Pictures in the data below are not part of the copy; transcribe everything else exactly.

Rows of box annotation data
■ ■ ■ ■ ■ ■ ■

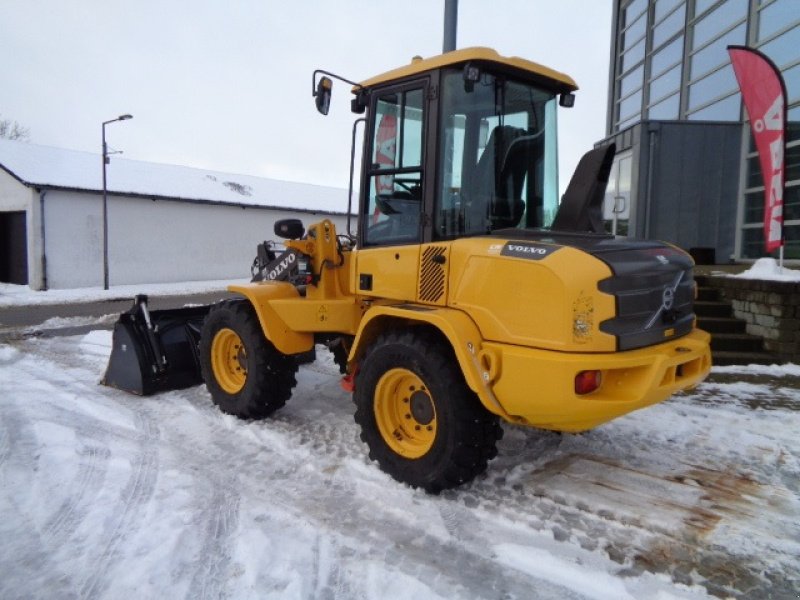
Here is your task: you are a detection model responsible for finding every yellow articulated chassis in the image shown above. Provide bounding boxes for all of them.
[229,220,711,431]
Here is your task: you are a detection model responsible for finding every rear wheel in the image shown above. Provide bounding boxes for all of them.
[354,330,503,493]
[200,300,297,419]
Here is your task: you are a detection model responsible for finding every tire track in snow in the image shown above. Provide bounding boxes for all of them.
[80,411,160,598]
[43,444,111,546]
[186,478,241,600]
[0,403,78,599]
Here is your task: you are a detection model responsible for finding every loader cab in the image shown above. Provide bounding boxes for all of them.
[354,48,576,249]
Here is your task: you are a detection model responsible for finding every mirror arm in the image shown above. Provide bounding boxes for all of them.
[311,69,364,97]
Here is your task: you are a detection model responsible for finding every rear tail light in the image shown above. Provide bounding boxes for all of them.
[575,371,603,396]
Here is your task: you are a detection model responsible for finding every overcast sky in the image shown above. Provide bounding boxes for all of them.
[0,0,612,202]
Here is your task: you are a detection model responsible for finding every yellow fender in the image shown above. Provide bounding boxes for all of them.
[349,305,517,422]
[228,281,314,354]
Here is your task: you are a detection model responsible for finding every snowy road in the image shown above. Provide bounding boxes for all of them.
[0,331,800,600]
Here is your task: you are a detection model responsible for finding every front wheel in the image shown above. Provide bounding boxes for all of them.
[354,329,503,493]
[200,300,297,419]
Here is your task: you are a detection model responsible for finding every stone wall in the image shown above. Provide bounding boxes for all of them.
[709,277,800,362]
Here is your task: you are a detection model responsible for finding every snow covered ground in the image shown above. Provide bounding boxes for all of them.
[0,330,800,600]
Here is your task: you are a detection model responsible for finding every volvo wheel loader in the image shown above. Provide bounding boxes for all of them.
[103,48,711,493]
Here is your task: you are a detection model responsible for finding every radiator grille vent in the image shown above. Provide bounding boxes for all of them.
[419,246,447,303]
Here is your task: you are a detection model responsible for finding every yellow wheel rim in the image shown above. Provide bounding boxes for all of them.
[375,369,436,459]
[211,328,247,394]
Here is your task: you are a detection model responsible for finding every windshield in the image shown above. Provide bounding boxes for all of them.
[434,70,558,239]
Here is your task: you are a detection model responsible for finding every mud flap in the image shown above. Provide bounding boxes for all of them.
[101,295,210,396]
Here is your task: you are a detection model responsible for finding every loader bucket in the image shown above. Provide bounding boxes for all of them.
[101,296,209,396]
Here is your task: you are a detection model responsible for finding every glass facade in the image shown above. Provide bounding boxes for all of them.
[607,0,800,259]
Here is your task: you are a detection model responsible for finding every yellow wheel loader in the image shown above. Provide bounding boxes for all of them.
[103,48,711,493]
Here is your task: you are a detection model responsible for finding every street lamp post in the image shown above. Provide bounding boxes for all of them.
[103,115,133,290]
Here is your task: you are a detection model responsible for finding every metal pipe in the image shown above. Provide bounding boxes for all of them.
[103,115,133,290]
[103,122,108,290]
[39,190,47,291]
[442,0,458,52]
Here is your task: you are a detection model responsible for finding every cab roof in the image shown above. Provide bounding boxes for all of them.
[353,47,578,92]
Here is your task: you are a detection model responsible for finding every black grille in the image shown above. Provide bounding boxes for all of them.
[419,246,447,302]
[598,249,694,350]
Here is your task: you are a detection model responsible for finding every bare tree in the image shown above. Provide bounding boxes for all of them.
[0,113,31,142]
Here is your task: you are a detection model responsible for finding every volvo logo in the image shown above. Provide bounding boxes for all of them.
[661,287,675,310]
[644,271,685,329]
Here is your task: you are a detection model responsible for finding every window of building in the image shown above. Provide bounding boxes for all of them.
[758,0,800,40]
[655,0,682,23]
[619,90,642,121]
[689,23,747,79]
[693,0,748,48]
[621,40,645,73]
[759,25,800,68]
[653,4,686,48]
[622,0,647,26]
[622,13,647,50]
[694,0,718,17]
[689,64,739,111]
[650,65,681,102]
[647,94,681,120]
[619,65,644,98]
[650,36,683,77]
[687,92,742,121]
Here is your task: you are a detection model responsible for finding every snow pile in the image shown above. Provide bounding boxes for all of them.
[0,279,250,308]
[730,258,800,281]
[0,140,347,214]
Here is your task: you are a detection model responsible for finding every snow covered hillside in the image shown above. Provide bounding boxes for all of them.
[0,331,800,600]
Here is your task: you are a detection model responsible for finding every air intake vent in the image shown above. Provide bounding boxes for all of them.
[419,246,447,304]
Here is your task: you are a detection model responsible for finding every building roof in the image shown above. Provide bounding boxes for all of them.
[354,47,578,91]
[0,139,347,214]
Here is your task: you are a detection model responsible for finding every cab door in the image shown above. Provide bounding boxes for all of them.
[355,81,428,302]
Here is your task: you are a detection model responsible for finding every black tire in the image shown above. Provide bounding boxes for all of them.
[200,300,297,419]
[353,328,503,494]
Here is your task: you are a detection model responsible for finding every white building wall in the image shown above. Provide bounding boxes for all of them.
[45,190,345,288]
[0,169,31,212]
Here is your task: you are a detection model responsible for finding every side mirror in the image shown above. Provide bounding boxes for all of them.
[464,63,481,93]
[558,92,575,108]
[314,77,333,115]
[275,219,304,240]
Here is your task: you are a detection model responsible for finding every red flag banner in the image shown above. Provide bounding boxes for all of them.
[728,46,786,252]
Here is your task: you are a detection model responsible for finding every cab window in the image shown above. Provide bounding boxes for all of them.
[361,87,425,245]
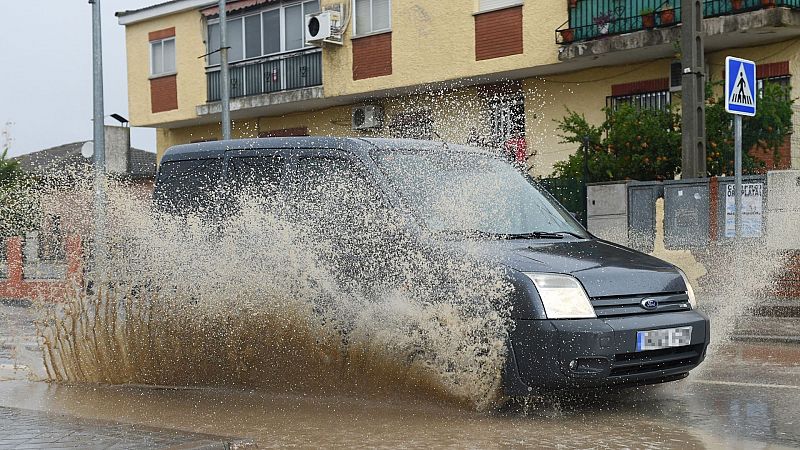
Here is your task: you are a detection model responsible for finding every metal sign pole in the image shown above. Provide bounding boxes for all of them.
[733,114,742,239]
[725,56,758,239]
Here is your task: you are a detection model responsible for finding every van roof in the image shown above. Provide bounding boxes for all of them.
[161,136,479,162]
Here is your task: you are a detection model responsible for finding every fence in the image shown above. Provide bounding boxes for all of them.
[556,0,800,44]
[206,49,322,102]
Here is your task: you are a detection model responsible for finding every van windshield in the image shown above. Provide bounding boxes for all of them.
[374,150,589,238]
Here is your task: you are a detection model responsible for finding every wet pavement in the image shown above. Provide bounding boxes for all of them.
[0,407,250,450]
[0,298,800,448]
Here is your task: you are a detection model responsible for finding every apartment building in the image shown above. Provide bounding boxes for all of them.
[117,0,800,175]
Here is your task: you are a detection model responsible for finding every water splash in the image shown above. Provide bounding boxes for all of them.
[38,173,511,409]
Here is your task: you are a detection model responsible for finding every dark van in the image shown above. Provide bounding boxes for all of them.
[154,137,709,396]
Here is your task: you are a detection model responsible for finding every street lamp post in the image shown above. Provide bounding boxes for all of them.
[89,0,106,269]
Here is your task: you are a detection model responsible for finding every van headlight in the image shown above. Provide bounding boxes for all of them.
[525,273,597,319]
[676,267,697,309]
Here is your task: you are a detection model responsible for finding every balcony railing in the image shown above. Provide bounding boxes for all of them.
[206,49,322,102]
[556,0,800,44]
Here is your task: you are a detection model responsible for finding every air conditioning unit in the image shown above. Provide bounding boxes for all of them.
[306,10,342,47]
[669,61,683,92]
[351,105,383,130]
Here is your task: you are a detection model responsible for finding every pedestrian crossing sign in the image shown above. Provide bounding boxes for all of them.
[725,56,757,116]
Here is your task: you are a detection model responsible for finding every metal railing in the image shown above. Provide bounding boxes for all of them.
[206,49,322,102]
[555,0,800,45]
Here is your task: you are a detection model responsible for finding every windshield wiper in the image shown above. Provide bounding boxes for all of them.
[503,231,572,239]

■ ■ ■ ■ ■ ■ ■

Exercise result ▸
Here is your task: you are a detection model responsible for finding every yellow articulated chassis in the image shown above. Provide bounding boxes for all of them.
[229,220,711,431]
Here is your task: you are a detection model responsible for finding every rear wheel in the image shown above. Provide bounding boxes for all of them.
[354,330,503,493]
[200,300,297,419]
Here is your task: you are a detection model responsible for finding every tire track in snow in the image shown above. Provide bounding boxes for all of them.
[80,411,160,598]
[43,444,111,546]
[186,478,241,600]
[0,403,78,599]
Here is your task: you are a detection model responsible for finding every loader cab in the image shown above. Provide bounding boxes for all of them.
[354,48,576,249]
Here is your task: you are a detection model responsible for finding every mirror arm in the image shown above. Provide bounding boxes for all of them.
[311,69,364,97]
Here is your task: you are a detection model responsible for finding every rear tail light in the image shown above. Provide bounding boxes for all of them.
[575,371,603,396]
Here is your task: you are a detection model responsible for finding every overcast sky in the image shown above. Provide bounding boxes for all of them.
[0,0,612,202]
Here is your task: you are a detection model responsible for finding every yellow fender in the image shown above. Provide bounding boxes for all of them.
[349,305,517,422]
[228,281,314,354]
Here is your task: you are a detection model responsible for finding every snowy road in the image shown above. Provide bounding boxes for all of them.
[0,331,800,600]
Here is your task: you are a detection model responsible for finding every front wheel in the image shown above. Provide bounding boxes for all of them.
[354,329,503,493]
[200,300,297,419]
Here is your task: you are a detection model responsible for finding every stone wall in the image shown above. Provide bounding boxes for all of them.
[709,277,800,362]
Here is your task: you are a detection model responsible for finding every snow covered ground in the image shown above. Provide bounding boxes for all of them.
[0,330,800,600]
Here is your task: you are a detection model responsible for finding every volvo wheel loader in the image shown above. Provide bounding boxes for all of them.
[103,48,711,493]
Here is your task: you are a detection model responsible for finding every radiator grille vent in the image shown above. Provide bounding boxes for all of them.
[419,246,447,303]
Here is your task: you are a detection model responsible for finding every yellow wheel rim in the image shown above. Provide bounding boxes for all of them.
[375,369,436,459]
[211,328,247,394]
Here is your task: you are a detection model responsible for finding every windshield in the image shown above. Provide bounding boxes for all of them.
[434,70,558,239]
Here is your task: you are a detection model responsible for finding every mud flap in the image shown above. Provide bounding boxes for all of them.
[101,295,210,396]
Here is your task: you are a detection model responsible for finding every loader bucket in the image shown above. Provide bounding boxes for all of them.
[101,296,209,396]
Here is your task: you are a detection model responsible for finding every glass facade in the image shown above. Provide bounding boxes for all of them.
[607,0,800,259]
Here is your task: you are a detection model responsible for finding every yellow wheel loader in the image shown above. Provide bounding boxes for all of them.
[103,48,711,493]
Here is your task: you are a detection model responsible for finding every street lamp post in the image shown above. Provide bounding boxes for all of them.
[103,115,133,290]
Here is your task: you are a detection model responsible for finding every metal pipe in the image shown above. Provide bounding boxes for all of them.
[103,115,133,290]
[103,122,108,290]
[39,190,47,291]
[442,0,458,52]
Here is your task: you are a detection model responsible for finding every cab roof in the image shown above. Provide bounding boxes for all of them.
[353,47,578,92]
Here is your task: you are a detection model responsible for finding every black grille in the image shown above. Provide bounding boxes for all of them.
[419,246,447,302]
[598,249,694,350]
Here is your task: you are a detection model responsible for finding every bare tree in the image shown above. Provide bounding boxes for all of them.
[0,113,31,142]
Here is your task: you are a detection model responsible for finding every volvo logo in the image shown above. Provide bounding boxes for all of them.
[661,287,675,310]
[644,271,685,329]
Here is your task: you are a detection model responsible for finding every window of building in the image shown above. Provide bounding boxes for all of them.
[758,0,800,40]
[655,0,682,23]
[619,90,642,121]
[689,23,747,79]
[693,0,748,48]
[621,40,645,73]
[759,25,800,68]
[653,4,686,48]
[622,0,647,26]
[622,13,647,50]
[694,0,718,17]
[689,64,739,111]
[650,65,681,102]
[647,94,681,120]
[619,65,644,98]
[650,36,683,77]
[687,92,742,121]
Here is your task: you are a detection model responsible for finding every snow pile in the image shown above. Provide bounding boxes for all of them.
[0,279,250,308]
[730,258,800,281]
[0,140,347,214]
Here is your task: you are a detection model responsible for finding every snow covered hillside in the image shown above. Provide bounding boxes for all of them.
[0,331,800,600]
Here is your task: you are a detection model responsible for finding every air intake vent in the image shown above. Provide bounding boxes for all of them.
[419,246,447,304]
Here is your task: you are a detection model responsible for finding every building roof in the image shown above. Provide bounding boxes for all of them.
[354,47,578,91]
[0,139,347,214]
Here is your task: you are a detection model responsible for finding every cab door in the image shown above. Provide bounding boxes for all of them.
[355,81,428,302]
Here is your task: you are a detection model responsible for finding every black tire in the image shown above. Provide bounding boxes for all of them.
[200,300,297,419]
[353,328,503,494]
Here is your task: you are a detection model responsible for finding every white building wall in the image shown above. Provide bounding boxes for all of them.
[45,190,345,288]
[0,169,31,212]
Here is your task: you are a detection model responsible for finding every side mirror in the image shown above. Provide bounding boxes for all of them.
[464,63,481,93]
[558,92,575,108]
[314,77,333,115]
[275,219,304,240]
Here is your task: you are a detection model responsible for finding every red flag banner in the image shown above. Provide bounding boxes for all of them.
[728,46,786,252]
Here is your task: you are a detection model responsible for finding every cab window in the image shown above. Provide bounding boxes for all of them.
[361,87,425,245]
Here is your task: you are a detection model responsible for finding every metal sign pole in the image shown above. Provide bounding boxes for all of them.
[733,114,742,239]
[725,56,758,239]
Here is your task: you are a detection model responsible for finding every van roof in the image shown above. Provide bounding boxes for all of them.
[161,136,479,162]
Here is your task: you are a detection model responsible for finding every fence in the image shown above. Provide bounding boxes for all of them.
[556,0,800,44]
[206,49,322,102]
Here is your task: you are a detection model responsible for finding every van windshield in the image shown above. Provide bounding boxes for all of them.
[374,150,589,238]
Here is your task: you are a detection model responsible for finding every wet pavement in the image shown above. Provide bounding boxes for all of them.
[0,407,250,450]
[0,298,800,448]
Here is your task: you are a detection model responsible for finding every apartment building in the image shown above. Provide bounding boxes for all of them.
[117,0,800,175]
Here is your task: you are a detection model responsible for finding every water splash in the image shown above. Provide bounding boxes for all of them.
[38,173,511,409]
Here is your task: you are a detection model responsible for finding every dark van in the image shown above. Provide bounding boxes for all of them.
[154,137,709,396]
Here is your task: you are a detection model responsible for finding every street lamp post in the image shown above. Provide bounding boxes for all of them.
[89,0,106,269]
Here is your task: you are a detection model responsible for finding every van headlight in the image shown above. Provide bounding boxes for all of them.
[525,273,597,319]
[676,267,697,309]
Here is your task: you are a detection model responsible for finding every balcony railing in the image shown above. Provide bounding boxes for all of them.
[206,49,322,102]
[556,0,800,44]
Here is your task: you are a detection model responsible for finding every air conditioning unit in the image shown above. Provide bounding boxes for all of them.
[306,10,342,47]
[669,61,683,92]
[351,105,383,130]
Here is your task: you are a detection model responsible for finding every pedestrian crossing sign in the image shown above. Provide bounding boxes for all of them.
[725,56,757,116]
Here is your task: you are a detection model responsible for finding every metal railing in the image shown above. Provide bounding boxes for all of them.
[206,49,322,102]
[555,0,800,45]
Here is your task: you are a detection model responsible for finding every windshield wiper in the image shown above. Provide bounding boxes for all of them.
[503,231,572,239]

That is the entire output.